Required action:
Every record, from the first line to the last, needs to be given again exactly.
◆ ◆ ◆ ◆
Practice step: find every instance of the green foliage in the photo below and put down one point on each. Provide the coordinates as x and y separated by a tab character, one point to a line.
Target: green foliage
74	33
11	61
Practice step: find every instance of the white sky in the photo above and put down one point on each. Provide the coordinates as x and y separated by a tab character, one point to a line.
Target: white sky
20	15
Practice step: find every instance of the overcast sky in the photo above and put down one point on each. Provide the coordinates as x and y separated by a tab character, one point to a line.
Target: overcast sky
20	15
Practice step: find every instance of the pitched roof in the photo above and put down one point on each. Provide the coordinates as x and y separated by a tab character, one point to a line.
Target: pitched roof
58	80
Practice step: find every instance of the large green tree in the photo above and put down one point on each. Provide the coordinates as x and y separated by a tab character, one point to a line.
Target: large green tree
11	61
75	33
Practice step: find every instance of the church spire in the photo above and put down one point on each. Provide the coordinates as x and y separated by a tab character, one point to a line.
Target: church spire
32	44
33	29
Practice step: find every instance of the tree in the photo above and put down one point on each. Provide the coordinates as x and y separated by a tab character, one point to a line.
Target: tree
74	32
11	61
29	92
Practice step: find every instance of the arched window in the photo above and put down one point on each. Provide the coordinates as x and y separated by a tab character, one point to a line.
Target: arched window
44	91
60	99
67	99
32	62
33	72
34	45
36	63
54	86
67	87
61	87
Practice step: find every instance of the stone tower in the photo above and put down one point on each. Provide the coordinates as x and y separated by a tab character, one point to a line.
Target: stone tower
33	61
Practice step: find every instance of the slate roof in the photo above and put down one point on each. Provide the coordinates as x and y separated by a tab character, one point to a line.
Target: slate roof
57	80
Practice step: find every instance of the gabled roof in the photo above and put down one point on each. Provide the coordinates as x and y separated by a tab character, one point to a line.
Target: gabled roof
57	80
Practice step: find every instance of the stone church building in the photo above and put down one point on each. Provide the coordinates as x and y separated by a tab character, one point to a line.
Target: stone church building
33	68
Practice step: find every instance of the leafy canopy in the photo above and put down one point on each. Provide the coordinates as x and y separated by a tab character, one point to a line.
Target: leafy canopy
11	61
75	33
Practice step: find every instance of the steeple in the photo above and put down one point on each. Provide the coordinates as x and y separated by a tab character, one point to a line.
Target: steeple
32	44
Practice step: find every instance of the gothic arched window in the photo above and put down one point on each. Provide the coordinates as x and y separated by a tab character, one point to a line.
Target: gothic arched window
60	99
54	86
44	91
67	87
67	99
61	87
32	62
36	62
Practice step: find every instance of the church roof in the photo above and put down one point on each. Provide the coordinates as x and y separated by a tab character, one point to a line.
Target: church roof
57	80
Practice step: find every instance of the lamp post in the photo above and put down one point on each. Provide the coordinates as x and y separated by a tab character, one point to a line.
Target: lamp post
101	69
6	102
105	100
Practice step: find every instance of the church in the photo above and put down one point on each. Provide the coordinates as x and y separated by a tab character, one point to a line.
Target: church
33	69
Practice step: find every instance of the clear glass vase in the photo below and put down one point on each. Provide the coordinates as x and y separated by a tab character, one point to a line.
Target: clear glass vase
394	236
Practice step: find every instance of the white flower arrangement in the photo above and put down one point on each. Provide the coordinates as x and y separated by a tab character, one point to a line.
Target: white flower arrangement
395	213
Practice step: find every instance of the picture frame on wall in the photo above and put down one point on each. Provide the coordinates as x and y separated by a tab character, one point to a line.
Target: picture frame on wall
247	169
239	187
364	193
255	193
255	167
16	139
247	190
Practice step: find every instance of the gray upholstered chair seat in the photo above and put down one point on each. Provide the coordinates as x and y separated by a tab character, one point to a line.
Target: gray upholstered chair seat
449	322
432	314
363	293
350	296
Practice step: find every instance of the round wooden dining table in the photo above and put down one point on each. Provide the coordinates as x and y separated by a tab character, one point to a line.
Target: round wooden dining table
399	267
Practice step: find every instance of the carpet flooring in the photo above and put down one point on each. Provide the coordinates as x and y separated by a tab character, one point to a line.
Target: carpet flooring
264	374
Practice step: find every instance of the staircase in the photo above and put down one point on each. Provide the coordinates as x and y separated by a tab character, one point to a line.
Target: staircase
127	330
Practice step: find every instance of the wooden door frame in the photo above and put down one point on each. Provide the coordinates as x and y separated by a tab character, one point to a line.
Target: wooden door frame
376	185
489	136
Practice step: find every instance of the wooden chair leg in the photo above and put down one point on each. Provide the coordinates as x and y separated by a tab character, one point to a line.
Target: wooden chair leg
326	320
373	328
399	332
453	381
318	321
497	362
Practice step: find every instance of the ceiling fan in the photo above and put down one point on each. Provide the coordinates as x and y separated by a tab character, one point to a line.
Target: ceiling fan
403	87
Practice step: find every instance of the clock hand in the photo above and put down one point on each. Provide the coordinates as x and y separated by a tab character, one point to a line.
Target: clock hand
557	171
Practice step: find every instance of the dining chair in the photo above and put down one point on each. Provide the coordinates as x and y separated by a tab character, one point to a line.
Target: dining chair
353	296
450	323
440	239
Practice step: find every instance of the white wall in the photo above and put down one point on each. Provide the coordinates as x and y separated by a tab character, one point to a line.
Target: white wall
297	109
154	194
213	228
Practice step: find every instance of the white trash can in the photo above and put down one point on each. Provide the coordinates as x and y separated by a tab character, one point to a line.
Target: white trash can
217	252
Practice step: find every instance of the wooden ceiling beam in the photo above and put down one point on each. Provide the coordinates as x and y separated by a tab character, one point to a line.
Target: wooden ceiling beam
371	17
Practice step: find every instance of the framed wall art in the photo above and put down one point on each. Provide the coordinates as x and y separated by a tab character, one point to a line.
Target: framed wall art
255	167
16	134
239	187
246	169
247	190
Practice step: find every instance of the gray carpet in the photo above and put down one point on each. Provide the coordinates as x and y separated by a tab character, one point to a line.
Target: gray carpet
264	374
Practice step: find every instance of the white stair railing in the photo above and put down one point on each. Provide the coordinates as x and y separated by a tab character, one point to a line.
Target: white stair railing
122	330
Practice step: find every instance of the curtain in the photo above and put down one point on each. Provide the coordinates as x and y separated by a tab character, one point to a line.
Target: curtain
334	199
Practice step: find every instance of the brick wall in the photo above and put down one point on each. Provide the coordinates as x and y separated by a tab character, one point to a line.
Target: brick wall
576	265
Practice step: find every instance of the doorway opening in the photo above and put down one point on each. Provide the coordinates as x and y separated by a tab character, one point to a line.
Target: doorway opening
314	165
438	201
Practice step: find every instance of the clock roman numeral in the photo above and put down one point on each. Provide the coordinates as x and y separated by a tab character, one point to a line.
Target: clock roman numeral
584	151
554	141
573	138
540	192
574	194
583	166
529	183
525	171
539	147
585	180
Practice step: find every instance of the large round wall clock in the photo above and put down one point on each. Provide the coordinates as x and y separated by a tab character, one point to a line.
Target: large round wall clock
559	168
◆ ◆ ◆ ◆
Written solution:
Practice step: find every instance of the green foliage in the photo below and put down one point on each. Provide the coordinates as x and y separated by a tab character, one point to a line.
Target: green foliage
74	33
11	61
Practice step: find every instance of the white sky in the photo above and put down one point on each. Provide the coordinates as x and y separated by a tab character, one point to a line.
Target: white sky
20	15
Practice step: find every instance of the overcast sky in the photo above and put down one point on each. Provide the coordinates as x and y separated by a tab character, one point to a line.
Target: overcast sky
20	15
Practice step: find every instance of the pitched roof in the photo above and put down one point on each. Provide the coordinates as x and y separated by a tab character, one point to a line.
Target: pitched roof
58	80
Practice step: find every instance of the large green tree in the photo above and put down one point on each. Provide the coordinates as x and y separated by a tab character, one point to a line.
Target: large green tree
11	61
75	33
Practice step: find every instance of the church spire in the photo above and put down one point on each. Provide the coordinates as x and y separated by a tab character, one point to a line.
Target: church spire
32	44
33	29
Practice step: find every instance of the tree in the photo above and put down one point on each. Provide the coordinates as x and y separated by a tab character, one point to a line.
Target: tree
74	32
11	61
29	92
Practice step: find every instance of the arched window in the photo above and put down one point on each. Provide the coordinates as x and y separated by a tab character, one point to a line.
Target: arched window
44	91
60	99
67	99
32	62
33	72
34	45
36	63
54	86
67	87
61	87
Practice step: find every instance of the stone tower in the photo above and put down one point on each. Provide the coordinates as x and y separated by a tab character, one point to a line.
Target: stone tower
33	61
Practice step: find every instance of the slate roof in the photo above and put down one point on each. Provide the coordinates as x and y separated by a tab character, one point to a line.
Target: slate roof
57	80
Practice step: find every instance of the gabled roof in the photo above and put down one point on each. Provide the coordinates as x and y separated by a tab character, one point to a line.
Target: gabled roof
57	80
Practice step: find every instance of the stone church building in the photo above and put down one point on each. Provide the coordinates as x and y separated by a tab character, one point to a line.
Target: stone church building
33	68
Practice step: find every instance of the leafy canopy in the photo above and put down one point on each. Provide the coordinates as x and y separated by a tab character, one point to a line.
Target: leafy canopy
11	61
75	33
Practice step: find every instance of the steeple in the photo above and put down one point on each. Provide the coordinates as x and y separated by a tab character, one point to a line.
Target: steeple
32	44
Practice step: find every instance of the gothic arched window in the photo above and put down one point on each. Provide the coordinates as x and y separated by a tab character, one point to a line.
Target: gothic arched window
60	99
54	86
44	91
67	87
67	99
61	87
32	62
36	62
Practice step: find every instance of the church roof in the photo above and put down one point on each. Provide the coordinates as x and y separated by a tab character, one point to a line.
Target: church roof
57	80
Practice step: find every instance of the lamp post in the photo above and put down one point on each. Provide the coordinates as x and y separated by a tab character, one point to a line.
Target: lamp post
101	69
6	102
105	100
Practice step: find every instance of the church in the photo above and put down one point on each. Provide the coordinates as x and y separated by a tab character, one point to a line.
Target: church
33	69
Practice step: find every instance of the clear glass vase in the photo below and put down one point on each. Provide the coordinates as x and y separated by a tab character, one point to a line.
Target: clear glass vase
394	236
Practice step: find every instance of the white flower arrangement in the photo above and put down one point on each. Provide the coordinates as x and y separated by a tab character, one point to a line.
Target: white flower arrangement
395	213
Practice step: find every instance of the picture frame on wall in the photo above and put down one point on each. Provide the coordinates as x and y separated by a tab character, one point to a line.
Target: picture frame on wall
247	169
239	187
364	193
255	193
255	167
16	139
247	190
Practice step: find every instance of the gray upholstered chair seat in the photo above and put down one point on each. Provide the coordinates as x and y separated by a tab character, one point to a line.
Target: gray upholstered chair seat
449	322
432	314
363	293
350	296
Practice step: find every instance of the round wooden dining table in the photo above and put down one point on each. Provide the coordinates as x and y separated by a tab character, one point to a line.
Target: round wooden dining table
399	267
Practice step: find every instance of the carpet flooring in the photo above and put down one point on each. Provide the coordinates as x and y separated by a tab character, one point to a line.
Target: carpet flooring
264	374
Practice step: find every instance of the staircase in the photo above and put down one point on each. Provide the coordinates as x and y separated by a tab character, one point to a line.
Target: staircase
127	330
Practice step: find every instance of the wooden door frame in the photo above and put down one point on each. Provide the coordinates as x and y separated by a tab character, one point to a line.
Target: wooden door frame
376	185
489	136
Practice step: find every instance of the wooden chair leg in the photo above and put down one point on each. Provide the coordinates as x and y separated by a tab character, one point to a line.
Target: wooden chair leg
326	320
373	328
399	332
453	381
318	321
497	362
Practice step: find every instance of the ceiling fan in the photo above and put down one point on each. Provide the coordinates as x and y separated by a tab character, one point to a line.
Target: ceiling fan
403	87
Practice step: find every instance of the clock hand in the photo above and put down one point on each. Provide the coordinates as x and y separated by a tab character, one point to a line.
Target: clock hand
557	171
Practice step: find every instance of the dining chair in the photo above and put down one point on each. Provide the coordinates as x and y separated by a tab character, one point to a line.
Target: dining chair
353	296
450	323
440	239
Practice step: find every instance of the white wall in the photo above and put down one point on each. Provide the coordinates as x and y separated by a tab character, one point to a line.
Target: white wall
297	109
154	194
213	228
Practice step: find every instance of the white trash can in the photo above and put down one point on each. Provide the coordinates as x and y separated by a tab character, one point to a line.
Target: white trash can
217	252
Practice step: find every instance of the wooden ceiling beam in the photo above and put down one point on each. Provide the coordinates as x and y separated by a tab character, one point to a line.
Target: wooden ceiling beam
371	17
Practice step: find every instance of the framed wall art in the photo above and put down one point on each. Provide the coordinates as x and y separated by a tab character, one point to a line.
Target: framed wall art
255	167
16	134
239	187
246	169
247	190
Practice step: find every instance of the gray carpet in the photo above and put down one point on each. Provide the coordinates as x and y separated by a tab character, one point to a line.
Target: gray carpet
264	374
Practice step: find every instance of the white stair railing in the photo above and put down one point on each. Provide the coordinates as x and y separated by a tab character, one point to a line.
Target: white stair railing
122	330
Practice step: find every instance of the curtain in the photo above and put down one point on each. Provide the coordinates as x and y separated by a tab character, one point to a line.
Target: curtain
334	199
Practice step: find every instance of the brick wall in the photo above and put down one point on each. Provide the coordinates as x and y separated by a tab character, one point to a line.
Target: brick wall
576	265
Practice step: find every instance of the doorway opening in the photo above and put down one point on each. Provide the coordinates as x and y separated by a tab character, one point to a line.
Target: doorway opening
314	165
438	201
Practice step: find every instance of the clock roman numeral in the photo above and put down one point on each. Provide the coordinates as x and y separated by a tab character, one point to a line.
Target: clock roman numeral
584	151
554	141
573	138
540	192
574	194
583	166
529	183
525	171
539	147
585	180
Practice step: find every instance of the large round wall clock in the photo above and put down one point on each. Provide the coordinates as x and y separated by a tab character, one point to a line.
Target: large round wall clock
559	168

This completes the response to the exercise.